## WRITTEN TASK
Recast only the part of the source records below that opens with the line containing "Annotate the acura" and continues through the end of the records as a Markdown table. Use the columns Row (a running row number) and Line, and leave out blank lines.

** begin LISTED ENTRIES **

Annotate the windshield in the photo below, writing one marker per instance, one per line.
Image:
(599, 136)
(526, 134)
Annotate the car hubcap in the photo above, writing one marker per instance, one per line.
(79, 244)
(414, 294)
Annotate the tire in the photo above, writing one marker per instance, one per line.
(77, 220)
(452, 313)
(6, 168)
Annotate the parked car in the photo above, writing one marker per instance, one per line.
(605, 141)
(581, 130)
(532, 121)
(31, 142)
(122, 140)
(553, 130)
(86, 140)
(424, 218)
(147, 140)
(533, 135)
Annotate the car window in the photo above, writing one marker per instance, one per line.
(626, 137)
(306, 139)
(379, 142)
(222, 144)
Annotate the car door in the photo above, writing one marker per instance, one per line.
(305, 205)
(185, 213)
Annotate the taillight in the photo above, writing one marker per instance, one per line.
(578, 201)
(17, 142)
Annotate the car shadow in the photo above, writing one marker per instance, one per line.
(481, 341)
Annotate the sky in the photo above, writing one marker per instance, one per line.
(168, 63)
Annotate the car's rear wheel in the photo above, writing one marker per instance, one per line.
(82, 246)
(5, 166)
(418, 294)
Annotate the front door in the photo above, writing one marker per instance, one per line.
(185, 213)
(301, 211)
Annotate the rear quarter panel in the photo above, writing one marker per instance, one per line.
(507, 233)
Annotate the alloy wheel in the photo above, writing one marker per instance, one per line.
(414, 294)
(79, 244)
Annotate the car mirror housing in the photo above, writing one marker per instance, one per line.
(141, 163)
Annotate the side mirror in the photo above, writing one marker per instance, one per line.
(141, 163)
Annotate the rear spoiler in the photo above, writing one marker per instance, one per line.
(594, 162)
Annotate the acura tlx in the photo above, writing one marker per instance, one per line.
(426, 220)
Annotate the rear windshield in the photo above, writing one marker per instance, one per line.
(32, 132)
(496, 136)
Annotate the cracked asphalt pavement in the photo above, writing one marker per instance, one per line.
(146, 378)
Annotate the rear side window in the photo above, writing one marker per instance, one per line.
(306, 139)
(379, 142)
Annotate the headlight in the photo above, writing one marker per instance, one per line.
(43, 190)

** end LISTED ENTRIES **

## RESPONSE TO THE EXERCISE
| Row | Line |
|---|---|
| 1 | Annotate the acura tlx in the photo above, writing one marker per instance, one per line. |
| 2 | (426, 220) |
| 3 | Annotate the rear windshield in the photo above, writing one marker per instance, one per line. |
| 4 | (32, 132) |
| 5 | (496, 136) |
| 6 | Annotate the cracked asphalt pavement in the photo above, writing one marker per instance, one per line. |
| 7 | (146, 378) |
| 8 | Annotate the rear side window in the photo above, writing one marker per instance, one per line. |
| 9 | (306, 139) |
| 10 | (379, 142) |
| 11 | Annotate the headlight in the photo above, writing one marker per instance, one per line. |
| 12 | (43, 190) |